- ÜBUNGSTEXT -
Arzneimittelkommission kritisiert das Ende des Bestandsmarktsaufrufs

Berlin – Die Arzneimittelkommission der deutschen Ärzteschaft (AkdÄ) hat die Pläne von Union und SPD kritisiert, den sogenannten Bestandsmarktaufruf zu streichen. „Wir halten das für einen eklatanten Fehler“, sagte Bernd Mühlbauer, Mitglied des Vorstands der AkdÄ, am vergangenen Freitag auf der Mitgliederversammlung der Kommission. „Über viele der bislang erfolgten Bestandsmarktaufrufe haben wir uns sehr gefreut.“ Denn ein Zusatznutzen von einigen der aufgerufenen Wirkstoffe sei durchaus zweifelhaft.

- QUELLDATEN -
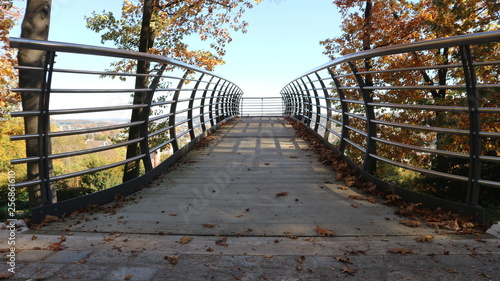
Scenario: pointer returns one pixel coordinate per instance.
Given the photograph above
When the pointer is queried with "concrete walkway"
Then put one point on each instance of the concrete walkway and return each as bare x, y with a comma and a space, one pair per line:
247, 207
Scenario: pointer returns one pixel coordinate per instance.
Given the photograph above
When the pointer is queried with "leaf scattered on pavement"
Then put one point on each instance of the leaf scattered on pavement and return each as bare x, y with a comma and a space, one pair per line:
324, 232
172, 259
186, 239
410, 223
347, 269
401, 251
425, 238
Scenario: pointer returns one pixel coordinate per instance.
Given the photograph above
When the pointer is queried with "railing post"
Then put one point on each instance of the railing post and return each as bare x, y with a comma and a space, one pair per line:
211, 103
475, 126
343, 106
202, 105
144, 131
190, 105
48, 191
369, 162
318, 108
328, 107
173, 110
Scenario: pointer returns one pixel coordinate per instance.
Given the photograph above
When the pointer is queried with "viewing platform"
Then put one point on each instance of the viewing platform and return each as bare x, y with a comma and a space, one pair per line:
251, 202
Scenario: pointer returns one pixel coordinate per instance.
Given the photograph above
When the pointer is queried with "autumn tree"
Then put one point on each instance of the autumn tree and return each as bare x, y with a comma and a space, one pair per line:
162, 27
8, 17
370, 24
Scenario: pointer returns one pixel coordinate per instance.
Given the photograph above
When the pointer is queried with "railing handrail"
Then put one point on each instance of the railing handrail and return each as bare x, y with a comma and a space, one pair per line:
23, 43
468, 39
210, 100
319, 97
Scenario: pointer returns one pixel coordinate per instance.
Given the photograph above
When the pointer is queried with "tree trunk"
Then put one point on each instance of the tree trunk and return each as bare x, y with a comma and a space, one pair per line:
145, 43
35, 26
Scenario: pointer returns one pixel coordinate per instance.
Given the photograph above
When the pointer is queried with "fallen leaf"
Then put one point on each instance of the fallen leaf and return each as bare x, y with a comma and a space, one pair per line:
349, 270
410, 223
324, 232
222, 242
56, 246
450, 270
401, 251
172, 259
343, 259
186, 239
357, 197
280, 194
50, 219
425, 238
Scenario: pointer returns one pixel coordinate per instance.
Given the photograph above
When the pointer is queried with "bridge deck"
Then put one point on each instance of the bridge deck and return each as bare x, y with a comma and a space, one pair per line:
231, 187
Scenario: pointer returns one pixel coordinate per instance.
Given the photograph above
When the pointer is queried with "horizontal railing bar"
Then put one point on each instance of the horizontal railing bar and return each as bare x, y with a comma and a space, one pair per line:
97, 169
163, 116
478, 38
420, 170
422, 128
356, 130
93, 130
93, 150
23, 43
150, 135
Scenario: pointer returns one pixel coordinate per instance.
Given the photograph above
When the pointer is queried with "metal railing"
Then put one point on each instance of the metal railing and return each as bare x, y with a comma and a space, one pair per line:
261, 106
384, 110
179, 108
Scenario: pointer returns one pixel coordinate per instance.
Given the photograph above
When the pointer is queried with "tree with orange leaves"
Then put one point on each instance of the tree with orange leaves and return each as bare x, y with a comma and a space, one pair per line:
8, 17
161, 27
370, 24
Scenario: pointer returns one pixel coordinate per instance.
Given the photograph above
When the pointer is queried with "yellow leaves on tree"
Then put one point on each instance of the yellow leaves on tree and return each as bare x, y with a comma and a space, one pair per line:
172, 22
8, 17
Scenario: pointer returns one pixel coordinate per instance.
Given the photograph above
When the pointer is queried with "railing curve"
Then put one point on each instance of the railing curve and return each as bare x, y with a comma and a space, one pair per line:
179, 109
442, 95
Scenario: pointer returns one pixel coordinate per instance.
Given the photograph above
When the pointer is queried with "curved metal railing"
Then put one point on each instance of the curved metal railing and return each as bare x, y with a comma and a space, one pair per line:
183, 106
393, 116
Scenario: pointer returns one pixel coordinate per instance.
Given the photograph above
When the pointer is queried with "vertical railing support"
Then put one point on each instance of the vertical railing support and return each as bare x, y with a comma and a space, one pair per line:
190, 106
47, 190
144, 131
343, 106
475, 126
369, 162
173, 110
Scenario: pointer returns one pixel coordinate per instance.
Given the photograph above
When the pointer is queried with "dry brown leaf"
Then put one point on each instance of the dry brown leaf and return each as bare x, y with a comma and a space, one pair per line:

- FRAGEN ZUM TEXT -
1) Stimmen diese Aussagen mit dem Text über die Kritik der Arzneimittelkommission überein? Antworten Sie jeweils mit Ja oder Nein und zitieren Sie die entscheidenden Worte. (a) Bernd Mühlbauer gehört dem Vorstand der AkdÄ an. (b) Die AkdÄ begrüßt die Pläne von Union und SPD. (c) Mühlbauer äußerte sich auf einer Pressekonferenz.
2) Was wollen Union und SPD laut dem Text über die Kritik der Arzneimittelkommission abschaffen?
3) Greifen Sie den Text über die Kritik der Arzneimittelkommission auf und schreiben Sie ihn im Anschluss an den letzten Satz weiter.

- LÖSUNGEN -
1)
(a) Ja: „Bernd Mühlbauer, Mitglied des Vorstands der AkdÄ“
(b) Nein: „Wir halten das für einen eklatanten Fehler“
(c) Nein: „am vergangenen Freitag auf der Mitgliederversammlung der Kommission“

2) Den sogenannten Bestandsmarktaufruf.

3)
Als Beispiel nannte Mühlbauer die drei Antidiabetika Saxagliptin, Sitagliptin und Vildagliptin, die zusammen mit ihrem Wettbewerber Linagliptin, der in Deutschland nach einer negativen Nutzenbewertung durch den Gemeinsamen Bundesausschuss nicht vermarktet wird, aufgerufen worden waren. „Alle drei Gliptine haben nach unserer Auffassung keinen belegten Zusatznutzen“, sagte Mühlbauer. Denn die Hersteller hätten es versäumt, rechtzeitig vernünftige Studien aufzusetzen.
Über den therapeutischen Stellenwert dieser Gliptine könne man heute daher keine belastbare Aussage treffen. „Genau deshalb ist der Bestandsmarktaufruf so wichtig“, betonte Mühlbauer. Werde er eingestellt, könnten Medikamente ohne Zusatznutzen auf Jahre zu überhöhten Preisen im Markt bleiben – zum Nachteil der Patienten.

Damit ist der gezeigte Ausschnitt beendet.